Named object pointing entries
_ _ _ _ _ _ _
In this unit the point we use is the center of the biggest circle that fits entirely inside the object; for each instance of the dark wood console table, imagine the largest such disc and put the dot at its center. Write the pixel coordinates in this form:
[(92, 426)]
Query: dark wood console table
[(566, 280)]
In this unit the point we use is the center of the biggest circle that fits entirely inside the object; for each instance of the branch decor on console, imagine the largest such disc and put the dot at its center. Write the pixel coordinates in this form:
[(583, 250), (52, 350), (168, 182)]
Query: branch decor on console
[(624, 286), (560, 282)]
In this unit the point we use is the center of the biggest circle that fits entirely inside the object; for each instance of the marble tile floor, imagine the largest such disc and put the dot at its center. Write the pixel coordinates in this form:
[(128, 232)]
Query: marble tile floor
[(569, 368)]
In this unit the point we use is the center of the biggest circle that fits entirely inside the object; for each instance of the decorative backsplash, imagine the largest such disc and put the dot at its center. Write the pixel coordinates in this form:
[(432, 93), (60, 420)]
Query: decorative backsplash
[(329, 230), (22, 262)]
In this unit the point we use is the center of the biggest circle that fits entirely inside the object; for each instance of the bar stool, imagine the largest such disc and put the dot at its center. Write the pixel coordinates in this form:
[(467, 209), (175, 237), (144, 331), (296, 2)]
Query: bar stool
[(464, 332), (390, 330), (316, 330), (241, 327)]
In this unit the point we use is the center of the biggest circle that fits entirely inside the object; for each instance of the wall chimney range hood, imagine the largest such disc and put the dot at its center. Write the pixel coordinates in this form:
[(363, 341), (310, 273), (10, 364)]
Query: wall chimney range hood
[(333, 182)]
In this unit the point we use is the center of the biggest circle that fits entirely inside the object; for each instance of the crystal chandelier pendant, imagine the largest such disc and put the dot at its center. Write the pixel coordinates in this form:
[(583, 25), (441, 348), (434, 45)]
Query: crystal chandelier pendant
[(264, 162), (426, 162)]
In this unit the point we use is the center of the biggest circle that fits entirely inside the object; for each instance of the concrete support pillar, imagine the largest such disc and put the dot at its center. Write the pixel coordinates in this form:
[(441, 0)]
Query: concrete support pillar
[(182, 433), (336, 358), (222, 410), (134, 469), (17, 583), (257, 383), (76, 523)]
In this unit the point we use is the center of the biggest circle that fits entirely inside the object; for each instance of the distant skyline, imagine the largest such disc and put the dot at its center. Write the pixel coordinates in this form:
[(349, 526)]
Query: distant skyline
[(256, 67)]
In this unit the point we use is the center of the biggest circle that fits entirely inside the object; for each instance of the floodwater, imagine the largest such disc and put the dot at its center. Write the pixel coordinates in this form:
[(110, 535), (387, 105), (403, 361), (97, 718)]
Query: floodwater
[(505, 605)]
_ _ _ _ _ _ _
→ **Your instructions**:
Arrange the lines from the one containing "bar stool, imagine" through the one containing "[(464, 332), (390, 330), (316, 330), (241, 327)]", inclusive, as a Markdown table with the columns Row and Line, skipping blank lines.

→ **Solution to this problem**:
| Row | Line |
|---|---|
| 1 | In this unit the point we use is the center of the biggest circle that fits entirely inside the object; for each instance of the bar stool, imagine the largest such disc and put the dot at its center. Write the pixel coordinates in this form: |
| 2 | [(467, 209), (175, 237), (144, 331), (296, 2)] |
| 3 | Query: bar stool |
| 4 | [(464, 332), (390, 330), (316, 330), (241, 327)] |